Which is great, because 18-year-olds think they know everything. But they don’t. And there’s a lot I’d still like to teach him, given an even break, about those early years of becoming an adult.
Of course, I’ll limit those today to matters financial — coming from both his dad whose been through it and his dad as a financial adviser.
However, he’s unlikely to read this, even if I print it out and put it in front of him. So, consider this general advice parents can give to their 18-year-old kids.
Avoid wealth vacuums
In your early, probably casual, jobs, you likely aren’t going to be earning much. So, avoid the big expensive mistakes.
Top of that for me is motor vehicles. Spend as little on cars as you can. New and expensive cars are wealth vacuums and suck you down financial holes.
The more expensive the car, the more money you are losing each year. If you buy an $80,000 car, it’s likely to be worth $40,000 in five years. On top of running costs, you’ve lost $8000 a year.
If your first car is a secondhand one worth $12,000, in five years it’s probably going to be worth $7000. You’ve lost $1000 a year.

PROMPT: Extend the passage of money advice for 18-year-olds, picking up after its final sentence. The records that come next play no part in this work.

EXTRACTED INFORMATION:
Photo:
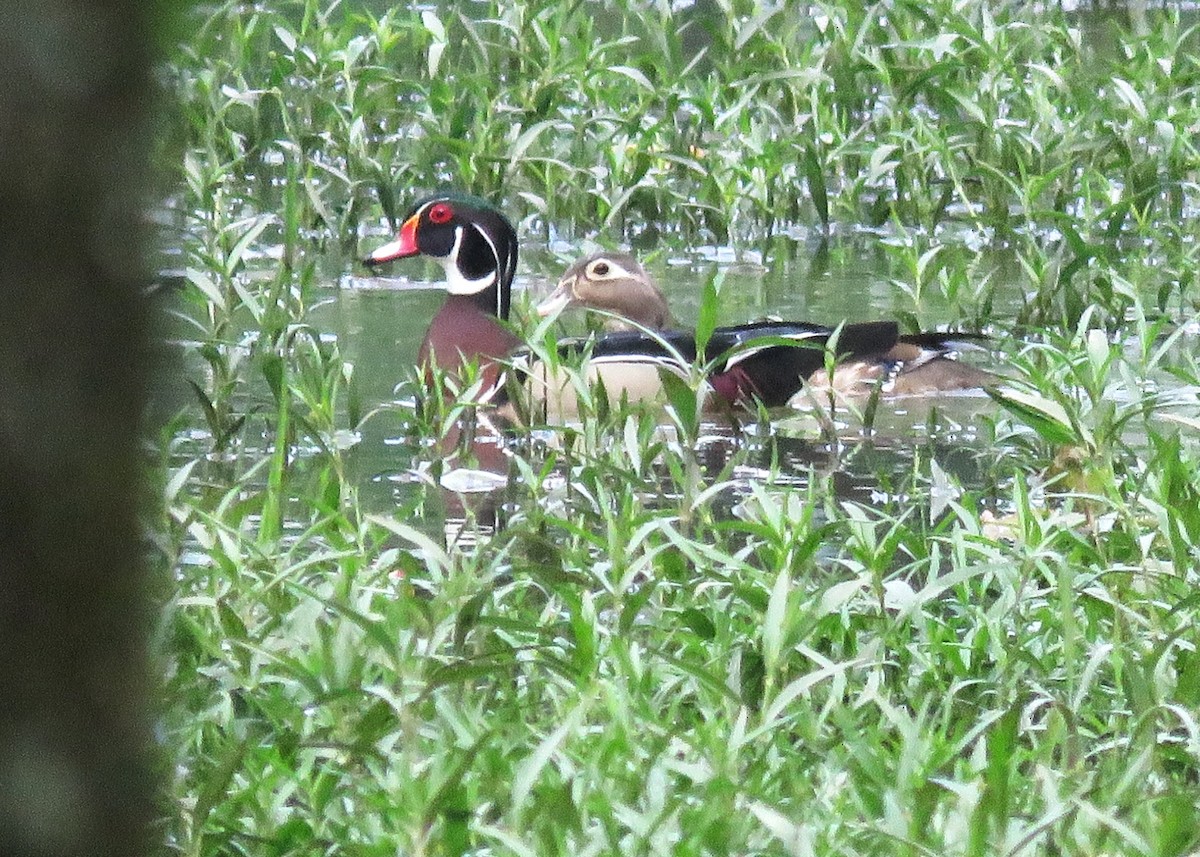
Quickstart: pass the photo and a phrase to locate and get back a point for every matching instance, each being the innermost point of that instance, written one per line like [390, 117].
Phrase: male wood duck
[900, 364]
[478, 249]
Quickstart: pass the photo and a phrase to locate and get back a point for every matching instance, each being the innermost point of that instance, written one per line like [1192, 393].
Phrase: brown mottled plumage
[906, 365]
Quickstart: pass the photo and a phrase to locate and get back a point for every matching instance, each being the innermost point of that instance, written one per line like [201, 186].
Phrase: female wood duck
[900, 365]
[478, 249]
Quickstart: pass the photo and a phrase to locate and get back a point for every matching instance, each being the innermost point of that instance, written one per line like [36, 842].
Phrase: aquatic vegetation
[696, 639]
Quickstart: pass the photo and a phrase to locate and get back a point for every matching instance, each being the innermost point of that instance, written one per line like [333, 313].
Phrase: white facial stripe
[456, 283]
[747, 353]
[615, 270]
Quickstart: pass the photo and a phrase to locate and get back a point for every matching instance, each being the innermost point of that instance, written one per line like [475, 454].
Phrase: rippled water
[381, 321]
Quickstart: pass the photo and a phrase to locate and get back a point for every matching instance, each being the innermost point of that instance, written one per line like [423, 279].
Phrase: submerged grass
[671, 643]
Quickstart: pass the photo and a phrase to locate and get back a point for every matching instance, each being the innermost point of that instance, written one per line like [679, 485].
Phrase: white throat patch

RESULT OF THIS EXERCISE:
It adds up quickly.
Similarly for clothes and technology. Feeling like you have to constantly look your best and have a large wardrobe of the latest fashion will keep you poor, to the tune of thousands of dollars a year.
Take some risk
When you get that first job, you’ll likely get your first superannuation fund.
If you are still a teenager, or in your early 20s, understand that you won’t be able to touch your super for at least 40 years.
Most super funds will just plonk you in a “balanced” investment option. But 40-plus years is an ultra-long-term time horizon in anyone’s language. So, you can afford to take more risk.
Consider moving your super into a more aggressive investment option, one that is almost solely made up of shares and property investments. And leave it there for at least a few decades.
Shares and property, over the long term, are more volatile than cash and fixed interest, but will generally outperform. Making the adjustment to go from balanced to aggressive at age 20 could, literally, possibly double your super by the time you get your hands on it.
Save and invest
Super is locked up, but the rest of what you earn isn’t. Sure, you’re going to want to spend some/most of it.
But you know — or need to learn quickly — that you’ve got to put some of it to work for you for later. That might be buying a home, getting married or travelling, as examples.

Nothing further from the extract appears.